**LISTED RECORDS**
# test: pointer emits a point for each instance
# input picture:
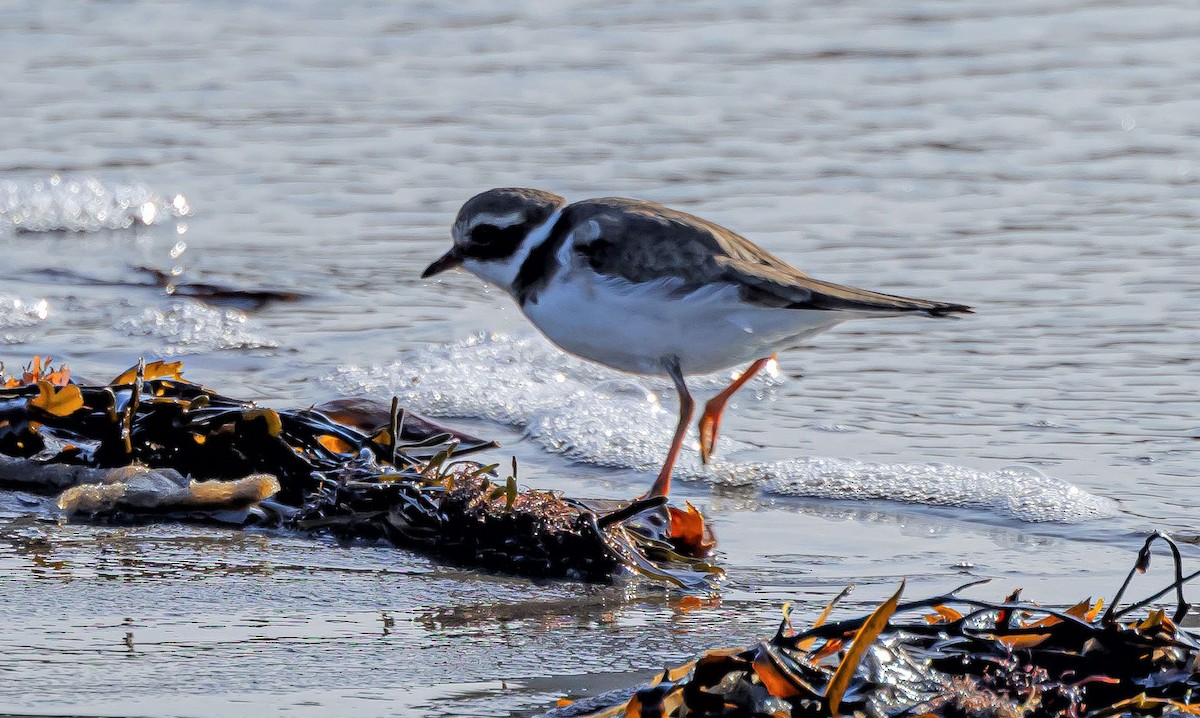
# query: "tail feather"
(829, 295)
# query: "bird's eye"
(485, 234)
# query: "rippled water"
(1036, 160)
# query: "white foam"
(595, 416)
(186, 327)
(83, 204)
(17, 311)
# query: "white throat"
(503, 271)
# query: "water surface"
(1036, 160)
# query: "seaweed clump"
(952, 657)
(150, 444)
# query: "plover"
(648, 289)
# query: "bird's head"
(491, 231)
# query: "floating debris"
(955, 657)
(150, 444)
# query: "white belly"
(635, 327)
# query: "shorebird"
(648, 289)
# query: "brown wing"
(642, 241)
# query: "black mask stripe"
(539, 265)
(489, 241)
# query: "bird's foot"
(708, 426)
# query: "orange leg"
(687, 406)
(711, 420)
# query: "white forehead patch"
(502, 221)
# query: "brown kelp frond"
(151, 443)
(949, 656)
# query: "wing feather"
(642, 241)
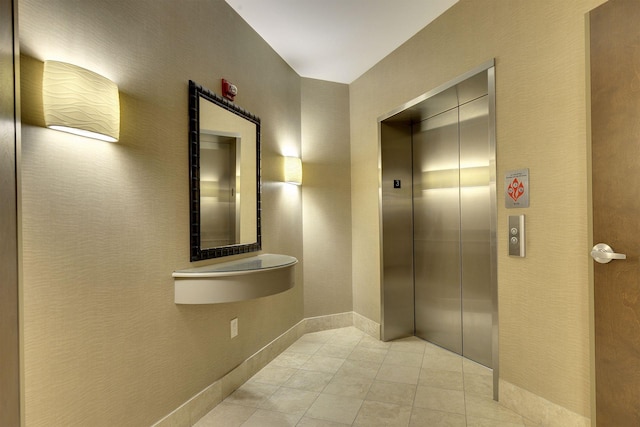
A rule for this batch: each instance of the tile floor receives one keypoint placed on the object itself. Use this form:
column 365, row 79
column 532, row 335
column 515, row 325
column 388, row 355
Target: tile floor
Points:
column 343, row 377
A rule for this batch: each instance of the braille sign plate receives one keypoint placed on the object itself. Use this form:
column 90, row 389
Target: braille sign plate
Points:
column 516, row 189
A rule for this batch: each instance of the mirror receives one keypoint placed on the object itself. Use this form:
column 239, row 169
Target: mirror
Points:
column 224, row 174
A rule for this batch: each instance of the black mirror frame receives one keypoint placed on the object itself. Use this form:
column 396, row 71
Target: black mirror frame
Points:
column 197, row 253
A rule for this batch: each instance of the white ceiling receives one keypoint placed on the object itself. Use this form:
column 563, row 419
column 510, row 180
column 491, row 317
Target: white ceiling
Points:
column 337, row 40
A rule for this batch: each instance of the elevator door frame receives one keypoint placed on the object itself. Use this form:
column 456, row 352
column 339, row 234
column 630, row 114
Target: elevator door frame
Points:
column 397, row 313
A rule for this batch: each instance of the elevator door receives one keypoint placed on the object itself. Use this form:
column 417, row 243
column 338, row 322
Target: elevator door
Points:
column 452, row 239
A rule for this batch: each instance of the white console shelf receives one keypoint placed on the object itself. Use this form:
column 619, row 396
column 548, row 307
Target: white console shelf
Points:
column 239, row 280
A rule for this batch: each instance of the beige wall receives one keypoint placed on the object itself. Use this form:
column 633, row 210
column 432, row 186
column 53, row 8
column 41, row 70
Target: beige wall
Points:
column 539, row 49
column 326, row 197
column 104, row 225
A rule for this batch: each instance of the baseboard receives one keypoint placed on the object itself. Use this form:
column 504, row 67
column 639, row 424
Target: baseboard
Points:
column 538, row 409
column 202, row 403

**GOAL**
Recast every line of the records above as a Markdown table with the columns Row and Line, numbering the lines in order and leaving out blank lines. Omit the pictures from the answer.

**RESULT**
| Row | Line |
|---|---|
| 1 | # test: pointer emits a point for each instance |
| 2 | # input picture: |
| 3 | # query: "tail feather" |
| 4 | (829, 295) |
| 5 | # query: "bird's eye" |
| 6 | (485, 234) |
| 7 | # query: "rippled water" |
| 8 | (1036, 160) |
| 9 | # query: "white foam" |
| 10 | (595, 416) |
| 11 | (186, 327) |
| 12 | (83, 204) |
| 13 | (17, 311) |
| 14 | # query: "white throat" |
| 15 | (503, 271) |
| 16 | # query: "water surface" |
| 17 | (1036, 160) |
| 18 | # query: "seaweed clump" |
| 19 | (952, 657) |
| 20 | (150, 444) |
| 21 | # query: "plover" |
| 22 | (648, 289) |
| 23 | # query: "bird's head" |
| 24 | (491, 231) |
| 25 | # query: "floating debris" |
| 26 | (955, 657) |
| 27 | (150, 444) |
| 28 | # query: "white belly" |
| 29 | (635, 327) |
| 30 | # query: "shorebird" |
| 31 | (648, 289) |
| 32 | # query: "brown wing" |
| 33 | (642, 241) |
| 34 | # query: "black mask stripe" |
| 35 | (539, 265) |
| 36 | (489, 241) |
| 37 | # query: "bird's foot" |
| 38 | (708, 426) |
| 39 | # query: "orange leg" |
| 40 | (687, 406) |
| 41 | (711, 420) |
| 42 | # query: "white forehead patch" |
| 43 | (502, 221) |
| 44 | # query: "brown kelp frond" |
| 45 | (151, 443) |
| 46 | (949, 656) |
| 47 | # query: "wing feather" |
| 48 | (642, 241) |
| 49 | A rule for this batch: each instance of the tile floor receives one keypoint placed on the object itself. Use this form: |
| 50 | column 365, row 79 |
| 51 | column 532, row 335 |
| 52 | column 515, row 325 |
| 53 | column 388, row 355 |
| 54 | Target: tile floor |
| 55 | Points: |
| 56 | column 343, row 377 |
| 57 | A rule for this batch: each instance of the braille sign plate receives one keypoint placed on the object itself. Use this form: |
| 58 | column 90, row 389 |
| 59 | Target: braille sign plate |
| 60 | Points: |
| 61 | column 516, row 189 |
| 62 | A rule for this batch: each instance of the mirror receives one keypoint placed on the object itself. Use this form: |
| 63 | column 239, row 169 |
| 64 | Target: mirror |
| 65 | Points: |
| 66 | column 224, row 174 |
| 67 | A rule for this batch: each instance of the black mirror frame receives one keypoint placed on the object itself. Use this form: |
| 68 | column 396, row 71 |
| 69 | Target: black mirror frame |
| 70 | Points: |
| 71 | column 197, row 253 |
| 72 | A rule for this batch: each instance of the white ceiling receives one keypoint placed on the object itself. Use this form: |
| 73 | column 563, row 419 |
| 74 | column 510, row 180 |
| 75 | column 491, row 317 |
| 76 | Target: white ceiling |
| 77 | Points: |
| 78 | column 337, row 40 |
| 79 | A rule for this batch: each instance of the elevator door frame receives one keypoint placed on the object itself. Use this form: |
| 80 | column 456, row 352 |
| 81 | column 339, row 234 |
| 82 | column 630, row 114 |
| 83 | Target: elevator door frame |
| 84 | Points: |
| 85 | column 397, row 313 |
| 86 | A rule for this batch: each instance of the elevator door receives one keypoint placed on the object itself. Use this form: |
| 87 | column 417, row 243 |
| 88 | column 338, row 322 |
| 89 | Target: elevator door |
| 90 | Points: |
| 91 | column 452, row 239 |
| 92 | A rule for this batch: each instance of the white console shelf receives one keypoint placed on the object itself. Use this form: |
| 93 | column 619, row 396 |
| 94 | column 548, row 307 |
| 95 | Target: white console shelf |
| 96 | Points: |
| 97 | column 239, row 280 |
| 98 | A rule for this batch: each instance of the beige wall receives one keypoint placed on the object itself. Use this form: |
| 99 | column 633, row 210 |
| 100 | column 432, row 186 |
| 101 | column 53, row 8 |
| 102 | column 41, row 70 |
| 103 | Target: beige wall |
| 104 | Points: |
| 105 | column 539, row 49 |
| 106 | column 326, row 197 |
| 107 | column 104, row 225 |
| 108 | A rule for this batch: each instance of the baseboard receives one keypoint placed on the object itself. Use this form: |
| 109 | column 504, row 67 |
| 110 | column 639, row 424 |
| 111 | Target: baseboard |
| 112 | Points: |
| 113 | column 538, row 409 |
| 114 | column 202, row 403 |